PRIME MINISTER: No, I haven’t. And look, we go through those questions every time when we get around elections. But what is serious is young people are dying takings these drugs. As a parent, these things always cause you great anxiety. My children, they are young. They are nine and eleven. They will go through that time in high school and those other times when they are older where they will be exposed to all sorts of things which I wish as a father I could shield them from. I met Aiia’s father in a completely different context, who was brutally murdered in Melbourne. As a father to father, we sat and spoke and we were dealing with some practical issues, but also just to extend my deep sorrow for him and his family. Look, as parents, it is the best job in the world, but it is also the hardest job in the world, but you love your kids and you want them to be safe. I can assure you that our Government will do everything within our power to keep our kids safe, but and we will endeavour to do that by leading by example.
JOURNALIST: Prime Minister, more recently at the Australian Open did seem to boo when you did appear on screen is that a concern to you?
PRIME MINISTER: I don’t think they liked the line call.
It is a great tradition. I would be disappointed if they didn’t. Bob Hawke and everyone else got the same treatment at games. I enjoyed being there last night. It was a fantastic game. With the million or so Greek Australians, they would have been pretty excited about the outcome and Jenny and I certainly enjoyed the contest, but nowhere near as much as we enjoyed Ash Barty’s win and to meet Ash afterwards, she is delightful. We are looking forward to the return game tomorrow, for the quarterfinal. Hopefully she can go all the way. But let’s not put too much pressure on her. She is a pretty focused young Australian and she is a great Queenslander, too. We are hoping for the best for Ash as she goes up in the contest on Tuesday.
But I have got to say, the Australian Open I have got to tell you is the most significant international event that Australia hosts. It is on every single screen throughout our region, around the world and it is on there for weeks and weeks. I know this from my time as being head of Tourism Australia. It is the single biggest event that speaks to the world about Australia and I want to commend the organisers and the work that has been done. It was an outstanding event during my attendance yesterday and I was pleased to be able to announce $12 million to support 3,000 more young girls staying in tennis, playing tennis, making sure they have female coaches and we are bridging the gap having competitions more in their local area. We know that young girls join tennis to play with their friends and spend time with their. That is what the research tells us. The program is around that. So I was there to happy to be supporting tennis, supporting Ash and supporting Australia.
JOURNALIST: As you say, it is an international event that does broadcast globally. It does send a message to the world. Is that message that Australians are not happy with the current leadership?
PRIME MINISTER: No, it doesn’t. It doesn’t.
JOURNALIST: Kelly O’Dwyer is resigning. Will you insist she will be are placed by another woman in her seat of Higgins?
PRIME MINISTER: That’s what I believe is going to happen.
JOURNALIST: So Peter Costello is not a potential candidate?
PRIME MINISTER: I haven’t heard anything to that effect.
JOURNALIST: Have you been given any assurances that Julie Bishop intends to stay on after the election?
PRIME MINISTER: Julie has made her own statement on that. I just refer to her statement on that. Thanks very much.

EXERCISE REQUIREMENTS |
1 - According to the press conference transcript, why does the Prime Minister call the Australian Open the most significant international event Australia hosts?
2 - Copy the stretch of the transcript from "JOURNALIST: As you" through "after the election?".

Dataset items:
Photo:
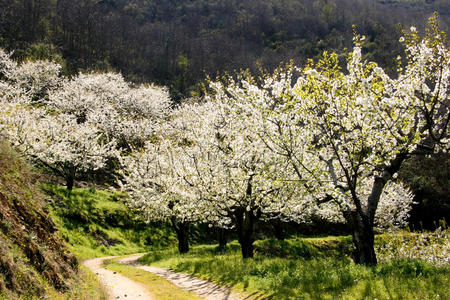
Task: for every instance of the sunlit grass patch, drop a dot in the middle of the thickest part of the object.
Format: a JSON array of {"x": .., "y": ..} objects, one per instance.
[
  {"x": 323, "y": 273},
  {"x": 158, "y": 287}
]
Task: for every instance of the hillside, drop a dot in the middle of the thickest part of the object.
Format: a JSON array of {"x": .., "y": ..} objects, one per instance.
[
  {"x": 174, "y": 43},
  {"x": 34, "y": 261}
]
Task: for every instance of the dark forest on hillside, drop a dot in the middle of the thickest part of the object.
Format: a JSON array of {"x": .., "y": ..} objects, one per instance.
[{"x": 176, "y": 42}]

ANSWER SET |
1 - The Prime Minister says it is shown on every screen throughout the region and around the world for weeks. That makes it the single biggest event that speaks to the world about Australia.

2 -
JOURNALIST: As you say, it is an international event that does broadcast globally. It does send a message to the world. Is that message that Australians are not happy with the current leadership?
PRIME MINISTER: No, it doesn’t. It doesn’t.
JOURNALIST: Kelly O’Dwyer is resigning. Will you insist she will be are placed by another woman in her seat of Higgins?
PRIME MINISTER: That’s what I believe is going to happen.
JOURNALIST: So Peter Costello is not a potential candidate?
PRIME MINISTER: I haven’t heard anything to that effect.
JOURNALIST: Have you been given any assurances that Julie Bishop intends to stay on after the election?